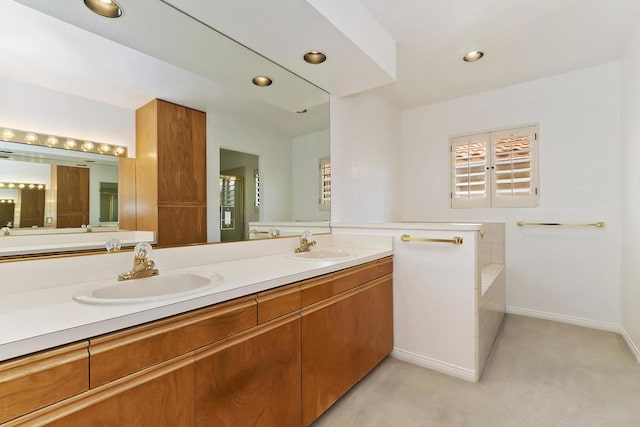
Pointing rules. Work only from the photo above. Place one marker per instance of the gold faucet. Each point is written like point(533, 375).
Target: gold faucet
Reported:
point(142, 266)
point(305, 242)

▬▬▬▬▬▬

*Exercise instructions*. Your reply should consist of the data, transcribed exactly, and should hold no pictures.

*Your response*.
Pointing rules. Work only from the photo above. Place one marker per instance of the gold faucet. Each point is written like point(533, 375).
Target: gold faucet
Reported:
point(142, 266)
point(305, 242)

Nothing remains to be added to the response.